◆ **CHALLENGE**
Pull out every line below that contains the word "cumulus" and copy each one. Treat uppercase and lowercase as different when matching.

-*-*-

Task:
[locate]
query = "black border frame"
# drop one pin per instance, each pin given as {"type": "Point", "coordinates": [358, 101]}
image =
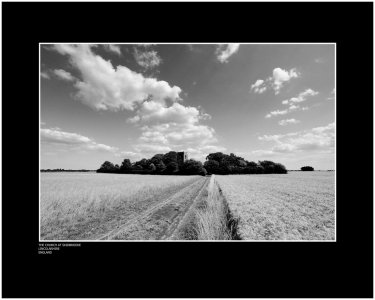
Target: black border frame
{"type": "Point", "coordinates": [338, 269]}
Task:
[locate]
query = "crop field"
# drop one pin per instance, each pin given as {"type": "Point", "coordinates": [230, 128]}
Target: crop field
{"type": "Point", "coordinates": [90, 206]}
{"type": "Point", "coordinates": [293, 206]}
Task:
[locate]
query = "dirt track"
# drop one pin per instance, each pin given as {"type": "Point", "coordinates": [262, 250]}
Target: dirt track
{"type": "Point", "coordinates": [161, 220]}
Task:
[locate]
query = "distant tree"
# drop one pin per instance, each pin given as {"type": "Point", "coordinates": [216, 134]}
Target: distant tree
{"type": "Point", "coordinates": [307, 168]}
{"type": "Point", "coordinates": [152, 167]}
{"type": "Point", "coordinates": [218, 156]}
{"type": "Point", "coordinates": [160, 167]}
{"type": "Point", "coordinates": [170, 157]}
{"type": "Point", "coordinates": [126, 165]}
{"type": "Point", "coordinates": [192, 167]}
{"type": "Point", "coordinates": [212, 166]}
{"type": "Point", "coordinates": [271, 168]}
{"type": "Point", "coordinates": [107, 167]}
{"type": "Point", "coordinates": [172, 167]}
{"type": "Point", "coordinates": [157, 158]}
{"type": "Point", "coordinates": [144, 163]}
{"type": "Point", "coordinates": [136, 167]}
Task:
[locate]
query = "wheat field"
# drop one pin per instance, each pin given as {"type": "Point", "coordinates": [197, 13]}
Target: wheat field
{"type": "Point", "coordinates": [294, 206]}
{"type": "Point", "coordinates": [87, 205]}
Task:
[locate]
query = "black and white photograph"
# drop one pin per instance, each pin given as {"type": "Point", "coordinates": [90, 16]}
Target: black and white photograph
{"type": "Point", "coordinates": [191, 142]}
{"type": "Point", "coordinates": [191, 149]}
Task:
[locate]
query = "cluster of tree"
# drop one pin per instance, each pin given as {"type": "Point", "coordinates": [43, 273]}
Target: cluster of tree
{"type": "Point", "coordinates": [307, 168]}
{"type": "Point", "coordinates": [219, 163]}
{"type": "Point", "coordinates": [63, 170]}
{"type": "Point", "coordinates": [167, 164]}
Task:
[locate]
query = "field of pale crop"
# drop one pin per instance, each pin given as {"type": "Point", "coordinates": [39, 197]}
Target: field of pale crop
{"type": "Point", "coordinates": [88, 206]}
{"type": "Point", "coordinates": [294, 206]}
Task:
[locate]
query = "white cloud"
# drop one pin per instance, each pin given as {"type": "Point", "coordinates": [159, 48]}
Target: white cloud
{"type": "Point", "coordinates": [259, 86]}
{"type": "Point", "coordinates": [152, 148]}
{"type": "Point", "coordinates": [288, 121]}
{"type": "Point", "coordinates": [173, 128]}
{"type": "Point", "coordinates": [45, 75]}
{"type": "Point", "coordinates": [276, 81]}
{"type": "Point", "coordinates": [321, 139]}
{"type": "Point", "coordinates": [301, 97]}
{"type": "Point", "coordinates": [280, 76]}
{"type": "Point", "coordinates": [104, 87]}
{"type": "Point", "coordinates": [164, 125]}
{"type": "Point", "coordinates": [276, 113]}
{"type": "Point", "coordinates": [64, 75]}
{"type": "Point", "coordinates": [154, 112]}
{"type": "Point", "coordinates": [224, 51]}
{"type": "Point", "coordinates": [333, 94]}
{"type": "Point", "coordinates": [112, 48]}
{"type": "Point", "coordinates": [56, 136]}
{"type": "Point", "coordinates": [147, 59]}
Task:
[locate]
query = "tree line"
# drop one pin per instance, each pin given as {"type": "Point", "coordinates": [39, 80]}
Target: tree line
{"type": "Point", "coordinates": [216, 163]}
{"type": "Point", "coordinates": [219, 163]}
{"type": "Point", "coordinates": [168, 164]}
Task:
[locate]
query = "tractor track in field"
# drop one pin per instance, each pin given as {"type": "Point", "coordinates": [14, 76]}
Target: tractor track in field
{"type": "Point", "coordinates": [161, 220]}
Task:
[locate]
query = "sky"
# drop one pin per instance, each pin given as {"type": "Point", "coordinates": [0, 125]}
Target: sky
{"type": "Point", "coordinates": [103, 102]}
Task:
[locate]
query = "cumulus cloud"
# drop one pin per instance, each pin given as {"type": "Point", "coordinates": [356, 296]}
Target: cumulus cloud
{"type": "Point", "coordinates": [316, 139]}
{"type": "Point", "coordinates": [147, 59]}
{"type": "Point", "coordinates": [301, 97]}
{"type": "Point", "coordinates": [164, 125]}
{"type": "Point", "coordinates": [276, 113]}
{"type": "Point", "coordinates": [280, 76]}
{"type": "Point", "coordinates": [64, 75]}
{"type": "Point", "coordinates": [45, 75]}
{"type": "Point", "coordinates": [288, 121]}
{"type": "Point", "coordinates": [56, 136]}
{"type": "Point", "coordinates": [154, 112]}
{"type": "Point", "coordinates": [104, 87]}
{"type": "Point", "coordinates": [332, 94]}
{"type": "Point", "coordinates": [276, 81]}
{"type": "Point", "coordinates": [176, 128]}
{"type": "Point", "coordinates": [112, 48]}
{"type": "Point", "coordinates": [224, 51]}
{"type": "Point", "coordinates": [259, 86]}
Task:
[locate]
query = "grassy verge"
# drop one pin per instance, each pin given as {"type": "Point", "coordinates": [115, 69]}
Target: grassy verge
{"type": "Point", "coordinates": [210, 219]}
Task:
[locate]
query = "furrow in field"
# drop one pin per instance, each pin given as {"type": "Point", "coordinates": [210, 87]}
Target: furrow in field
{"type": "Point", "coordinates": [152, 224]}
{"type": "Point", "coordinates": [171, 232]}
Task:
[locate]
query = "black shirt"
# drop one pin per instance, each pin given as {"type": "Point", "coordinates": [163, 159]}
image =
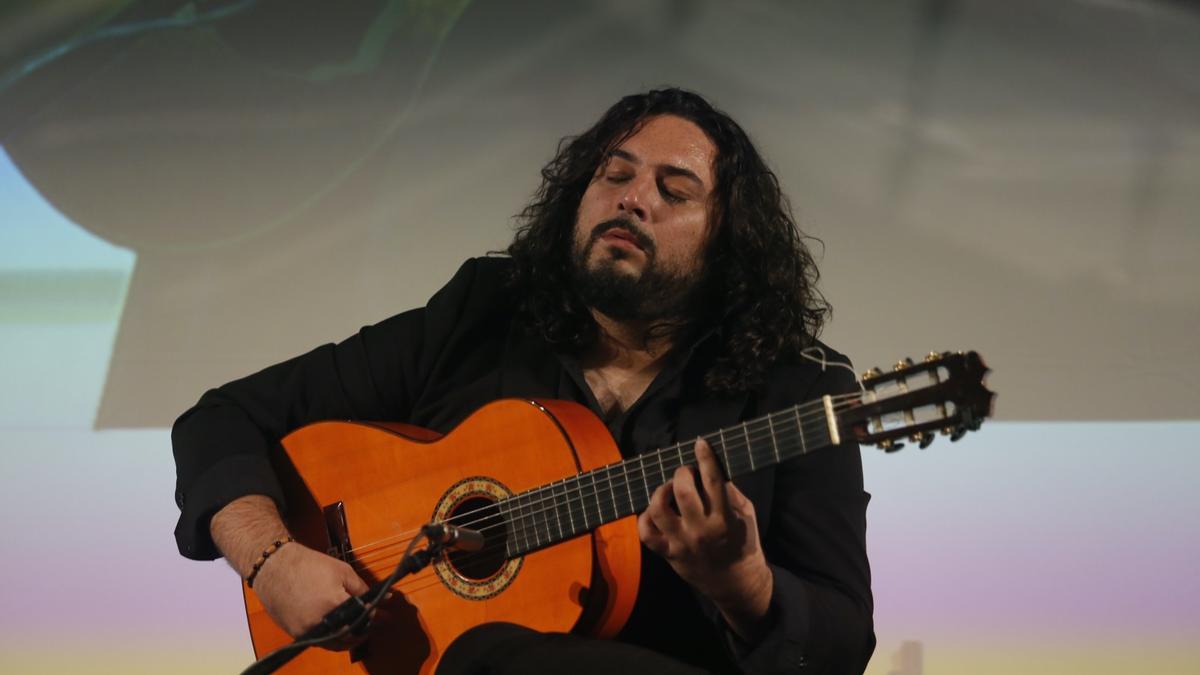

-*-*-

◆ **WRITTEN SOLUTION**
query = "cumulus cloud"
Target: cumulus cloud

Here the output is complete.